__WRITTEN INSTRUCTION 1__
Pick out and copy every line in the rows below that contains the string "plate", matching case exactly.

__SELECTED PASSAGE__
────

3 down, 1 to go...

May 05, 2006 22:58

Can you believe it? I'm done with my junior year in chemical (freakin) engineering :-P with a side of biochem, pain and torture, if you will... haha, ok well I do have my hardest semester coming up, with MCATs starting it off, and applications to med school to pull my hair out over.. so yeah, let's see.

um, nothing much going on. 5/5/06.. nice date.. hm.. I believe Monday is a certain special day for our family... May 8th.. I'll take any guesses you have, and you'll all be wrong as to why its special!

let's see.. going home on Sunday, back here on Friday... then research and studying and applications start like CRAAAZY.. let's see how things go down.

updates to come..

you know, I've been thinking about something of late.. there are all these people in my life.. whom I'd never met before this year, and I just have to wonder what if I had... and then others that I really am thankful I hadn't... no names will be mentioned in either case, of course...

────

__WRITTEN INSTRUCTION 2__
From the blog post above, copy the passage starting at "Can you believe" and ending at "updates to come..", word for word.

────

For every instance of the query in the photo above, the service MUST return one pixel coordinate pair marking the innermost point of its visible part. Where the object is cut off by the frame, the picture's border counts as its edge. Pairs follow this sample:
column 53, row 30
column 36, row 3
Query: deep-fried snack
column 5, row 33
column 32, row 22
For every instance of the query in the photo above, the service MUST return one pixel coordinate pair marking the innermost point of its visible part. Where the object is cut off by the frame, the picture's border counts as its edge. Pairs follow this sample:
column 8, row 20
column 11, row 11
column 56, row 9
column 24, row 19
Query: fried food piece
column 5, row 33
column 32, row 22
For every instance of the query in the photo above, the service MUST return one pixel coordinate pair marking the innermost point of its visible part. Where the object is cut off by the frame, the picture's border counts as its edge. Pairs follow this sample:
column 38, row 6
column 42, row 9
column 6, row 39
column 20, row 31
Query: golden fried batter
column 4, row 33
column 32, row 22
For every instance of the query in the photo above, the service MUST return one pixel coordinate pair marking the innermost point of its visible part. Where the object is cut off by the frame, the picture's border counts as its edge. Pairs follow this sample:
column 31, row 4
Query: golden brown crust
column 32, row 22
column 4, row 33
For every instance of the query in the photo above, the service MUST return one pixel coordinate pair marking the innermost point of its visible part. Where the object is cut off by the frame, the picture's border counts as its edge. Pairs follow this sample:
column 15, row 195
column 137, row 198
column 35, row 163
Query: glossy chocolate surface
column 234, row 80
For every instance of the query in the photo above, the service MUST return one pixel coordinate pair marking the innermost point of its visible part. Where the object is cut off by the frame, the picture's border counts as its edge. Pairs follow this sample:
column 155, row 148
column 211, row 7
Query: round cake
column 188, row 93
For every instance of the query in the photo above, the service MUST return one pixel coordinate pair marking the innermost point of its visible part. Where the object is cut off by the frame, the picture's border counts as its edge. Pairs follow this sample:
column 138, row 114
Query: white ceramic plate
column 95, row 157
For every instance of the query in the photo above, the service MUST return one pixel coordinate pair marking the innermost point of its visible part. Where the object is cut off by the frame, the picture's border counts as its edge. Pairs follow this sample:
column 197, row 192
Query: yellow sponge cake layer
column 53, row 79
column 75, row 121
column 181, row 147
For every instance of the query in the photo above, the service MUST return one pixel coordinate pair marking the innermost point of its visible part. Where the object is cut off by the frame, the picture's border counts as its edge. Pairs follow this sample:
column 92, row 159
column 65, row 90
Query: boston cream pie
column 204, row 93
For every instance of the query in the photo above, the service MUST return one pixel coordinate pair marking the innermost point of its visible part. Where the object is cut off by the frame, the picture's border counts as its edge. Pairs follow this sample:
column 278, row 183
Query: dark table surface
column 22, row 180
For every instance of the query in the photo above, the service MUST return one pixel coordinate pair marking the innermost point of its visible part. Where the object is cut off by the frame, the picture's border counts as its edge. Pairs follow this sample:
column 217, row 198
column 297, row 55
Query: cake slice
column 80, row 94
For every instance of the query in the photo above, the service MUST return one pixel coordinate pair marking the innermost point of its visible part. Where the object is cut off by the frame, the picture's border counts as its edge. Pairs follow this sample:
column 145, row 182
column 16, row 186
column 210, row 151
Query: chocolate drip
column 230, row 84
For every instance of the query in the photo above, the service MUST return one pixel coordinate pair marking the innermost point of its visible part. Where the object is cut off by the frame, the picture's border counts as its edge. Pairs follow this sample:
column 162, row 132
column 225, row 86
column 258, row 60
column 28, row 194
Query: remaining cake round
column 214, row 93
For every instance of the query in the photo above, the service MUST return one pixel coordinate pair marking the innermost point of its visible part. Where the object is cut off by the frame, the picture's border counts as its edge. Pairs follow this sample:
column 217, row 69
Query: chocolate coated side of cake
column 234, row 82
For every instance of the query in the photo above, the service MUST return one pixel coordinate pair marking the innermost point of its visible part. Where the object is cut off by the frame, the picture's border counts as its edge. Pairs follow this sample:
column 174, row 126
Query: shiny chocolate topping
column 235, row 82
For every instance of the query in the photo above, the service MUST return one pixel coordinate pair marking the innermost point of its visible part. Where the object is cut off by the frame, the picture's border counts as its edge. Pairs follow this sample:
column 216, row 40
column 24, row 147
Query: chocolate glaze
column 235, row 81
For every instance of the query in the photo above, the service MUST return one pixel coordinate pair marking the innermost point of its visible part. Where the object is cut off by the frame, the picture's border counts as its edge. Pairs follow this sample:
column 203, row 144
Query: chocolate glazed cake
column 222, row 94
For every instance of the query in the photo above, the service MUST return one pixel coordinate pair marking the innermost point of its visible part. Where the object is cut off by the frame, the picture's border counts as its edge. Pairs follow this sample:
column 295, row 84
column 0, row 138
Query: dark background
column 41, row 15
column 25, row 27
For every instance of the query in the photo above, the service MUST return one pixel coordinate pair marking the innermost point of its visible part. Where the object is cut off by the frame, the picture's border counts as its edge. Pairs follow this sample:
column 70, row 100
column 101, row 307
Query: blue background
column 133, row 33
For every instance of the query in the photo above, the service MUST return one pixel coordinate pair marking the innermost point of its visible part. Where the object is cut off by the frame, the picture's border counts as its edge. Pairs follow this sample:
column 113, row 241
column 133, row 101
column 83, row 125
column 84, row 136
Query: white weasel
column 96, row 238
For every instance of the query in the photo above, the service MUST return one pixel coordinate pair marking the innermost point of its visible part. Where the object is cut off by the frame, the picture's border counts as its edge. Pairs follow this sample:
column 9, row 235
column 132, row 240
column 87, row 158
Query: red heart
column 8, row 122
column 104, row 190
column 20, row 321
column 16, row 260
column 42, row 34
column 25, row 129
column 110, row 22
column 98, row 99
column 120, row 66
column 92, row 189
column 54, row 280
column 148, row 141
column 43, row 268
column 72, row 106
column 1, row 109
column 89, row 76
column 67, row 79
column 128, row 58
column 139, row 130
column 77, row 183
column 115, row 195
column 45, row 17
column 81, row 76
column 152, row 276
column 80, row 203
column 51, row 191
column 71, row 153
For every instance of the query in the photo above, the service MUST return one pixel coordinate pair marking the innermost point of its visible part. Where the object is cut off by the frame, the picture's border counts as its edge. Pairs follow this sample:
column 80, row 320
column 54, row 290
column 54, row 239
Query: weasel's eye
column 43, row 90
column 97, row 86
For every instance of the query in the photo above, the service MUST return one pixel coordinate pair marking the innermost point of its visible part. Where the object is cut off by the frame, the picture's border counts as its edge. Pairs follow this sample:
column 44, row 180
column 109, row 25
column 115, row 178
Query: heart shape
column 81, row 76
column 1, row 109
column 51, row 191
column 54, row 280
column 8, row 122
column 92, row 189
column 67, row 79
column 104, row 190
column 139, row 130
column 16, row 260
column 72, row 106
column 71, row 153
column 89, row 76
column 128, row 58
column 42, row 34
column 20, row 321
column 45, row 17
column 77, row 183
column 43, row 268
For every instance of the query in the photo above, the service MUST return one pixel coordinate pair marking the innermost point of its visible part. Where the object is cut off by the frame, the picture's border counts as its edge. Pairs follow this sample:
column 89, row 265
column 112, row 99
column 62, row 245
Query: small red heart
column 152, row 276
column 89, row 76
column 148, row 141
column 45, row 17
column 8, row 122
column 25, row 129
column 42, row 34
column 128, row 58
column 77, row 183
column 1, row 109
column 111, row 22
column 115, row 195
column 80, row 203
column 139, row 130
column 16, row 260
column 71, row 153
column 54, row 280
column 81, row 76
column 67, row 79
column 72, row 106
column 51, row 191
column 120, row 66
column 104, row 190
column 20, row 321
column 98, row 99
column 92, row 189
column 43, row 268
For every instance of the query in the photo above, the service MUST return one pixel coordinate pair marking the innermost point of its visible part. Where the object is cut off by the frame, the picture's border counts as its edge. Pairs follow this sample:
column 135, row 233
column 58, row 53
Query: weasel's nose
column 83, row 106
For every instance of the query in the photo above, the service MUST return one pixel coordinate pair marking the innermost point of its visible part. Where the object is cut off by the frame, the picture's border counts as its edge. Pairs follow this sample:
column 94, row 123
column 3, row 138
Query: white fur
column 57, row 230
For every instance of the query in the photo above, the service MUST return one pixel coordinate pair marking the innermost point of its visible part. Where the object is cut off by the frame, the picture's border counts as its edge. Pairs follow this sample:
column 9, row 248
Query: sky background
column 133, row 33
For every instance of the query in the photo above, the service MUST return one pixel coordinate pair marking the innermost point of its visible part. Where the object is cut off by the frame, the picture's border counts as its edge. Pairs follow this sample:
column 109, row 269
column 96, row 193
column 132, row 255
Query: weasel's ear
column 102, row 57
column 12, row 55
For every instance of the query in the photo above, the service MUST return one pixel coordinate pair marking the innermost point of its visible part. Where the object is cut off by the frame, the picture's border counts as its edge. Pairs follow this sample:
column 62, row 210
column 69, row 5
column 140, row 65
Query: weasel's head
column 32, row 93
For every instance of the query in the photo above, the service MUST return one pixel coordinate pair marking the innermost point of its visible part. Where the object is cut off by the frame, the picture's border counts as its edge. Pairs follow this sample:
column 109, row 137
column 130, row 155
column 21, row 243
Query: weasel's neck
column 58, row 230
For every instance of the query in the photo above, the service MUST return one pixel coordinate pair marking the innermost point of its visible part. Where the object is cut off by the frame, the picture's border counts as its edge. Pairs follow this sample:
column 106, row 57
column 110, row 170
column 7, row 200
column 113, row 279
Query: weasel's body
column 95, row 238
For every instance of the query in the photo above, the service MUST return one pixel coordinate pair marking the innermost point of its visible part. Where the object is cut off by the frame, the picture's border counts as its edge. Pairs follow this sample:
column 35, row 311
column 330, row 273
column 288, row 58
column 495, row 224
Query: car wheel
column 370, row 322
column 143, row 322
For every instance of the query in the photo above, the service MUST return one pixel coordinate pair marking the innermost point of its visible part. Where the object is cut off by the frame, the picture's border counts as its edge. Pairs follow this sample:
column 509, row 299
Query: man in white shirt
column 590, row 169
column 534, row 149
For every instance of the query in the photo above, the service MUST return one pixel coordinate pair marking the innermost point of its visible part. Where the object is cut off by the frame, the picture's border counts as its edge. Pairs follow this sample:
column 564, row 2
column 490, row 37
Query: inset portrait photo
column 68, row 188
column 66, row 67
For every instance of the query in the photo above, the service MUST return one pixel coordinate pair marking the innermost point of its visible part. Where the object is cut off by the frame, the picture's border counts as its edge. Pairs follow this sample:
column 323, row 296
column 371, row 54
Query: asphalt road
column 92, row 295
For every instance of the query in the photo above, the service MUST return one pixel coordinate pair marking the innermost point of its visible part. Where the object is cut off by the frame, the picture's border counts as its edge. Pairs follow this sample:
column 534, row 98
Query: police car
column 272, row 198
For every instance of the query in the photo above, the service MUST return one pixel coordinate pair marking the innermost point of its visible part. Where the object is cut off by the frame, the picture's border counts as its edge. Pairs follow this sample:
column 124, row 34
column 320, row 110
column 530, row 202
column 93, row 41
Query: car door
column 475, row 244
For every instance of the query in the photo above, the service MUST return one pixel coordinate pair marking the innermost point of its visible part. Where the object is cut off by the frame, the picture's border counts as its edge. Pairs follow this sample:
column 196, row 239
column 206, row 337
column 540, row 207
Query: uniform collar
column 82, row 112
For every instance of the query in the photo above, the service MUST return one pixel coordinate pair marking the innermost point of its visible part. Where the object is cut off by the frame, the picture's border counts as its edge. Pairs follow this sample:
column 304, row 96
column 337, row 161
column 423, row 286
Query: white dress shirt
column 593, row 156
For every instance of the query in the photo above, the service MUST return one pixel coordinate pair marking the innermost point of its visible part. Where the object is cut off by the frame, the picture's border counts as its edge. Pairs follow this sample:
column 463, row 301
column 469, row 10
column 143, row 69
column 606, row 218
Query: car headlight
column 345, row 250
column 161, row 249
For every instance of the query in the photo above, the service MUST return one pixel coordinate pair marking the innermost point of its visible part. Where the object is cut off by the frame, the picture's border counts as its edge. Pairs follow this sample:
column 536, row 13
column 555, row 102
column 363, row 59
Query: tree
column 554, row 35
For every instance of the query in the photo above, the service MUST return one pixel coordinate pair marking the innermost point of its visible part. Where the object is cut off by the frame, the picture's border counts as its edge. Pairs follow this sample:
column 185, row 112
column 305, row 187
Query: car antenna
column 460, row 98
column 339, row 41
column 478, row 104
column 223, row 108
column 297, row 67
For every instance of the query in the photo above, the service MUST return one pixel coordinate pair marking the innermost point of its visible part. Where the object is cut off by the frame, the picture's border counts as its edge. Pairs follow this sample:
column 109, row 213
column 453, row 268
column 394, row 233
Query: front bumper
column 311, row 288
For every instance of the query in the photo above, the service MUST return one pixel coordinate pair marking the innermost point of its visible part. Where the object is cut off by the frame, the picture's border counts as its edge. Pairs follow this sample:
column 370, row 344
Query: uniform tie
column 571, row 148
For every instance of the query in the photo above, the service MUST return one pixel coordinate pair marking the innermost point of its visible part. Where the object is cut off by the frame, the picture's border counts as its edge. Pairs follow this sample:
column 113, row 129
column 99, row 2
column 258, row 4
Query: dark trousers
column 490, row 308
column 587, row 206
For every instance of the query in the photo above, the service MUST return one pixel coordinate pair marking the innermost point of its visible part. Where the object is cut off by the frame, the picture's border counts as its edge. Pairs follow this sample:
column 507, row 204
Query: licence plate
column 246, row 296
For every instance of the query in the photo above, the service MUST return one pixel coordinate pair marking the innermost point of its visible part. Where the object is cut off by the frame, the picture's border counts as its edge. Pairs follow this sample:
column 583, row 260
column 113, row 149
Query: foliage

────

__WRITTEN ANSWER 1__
Query: white ceramic plate
Query: licence plate

__WRITTEN ANSWER 2__
Can you believe it? I'm done with my junior year in chemical (freakin) engineering :-P with a side of biochem, pain and torture, if you will... haha, ok well I do have my hardest semester coming up, with MCATs starting it off, and applications to med school to pull my hair out over.. so yeah, let's see.

um, nothing much going on. 5/5/06.. nice date.. hm.. I believe Monday is a certain special day for our family... May 8th.. I'll take any guesses you have, and you'll all be wrong as to why its special!

let's see.. going home on Sunday, back here on Friday... then research and studying and applications start like CRAAAZY.. let's see how things go down.

updates to come..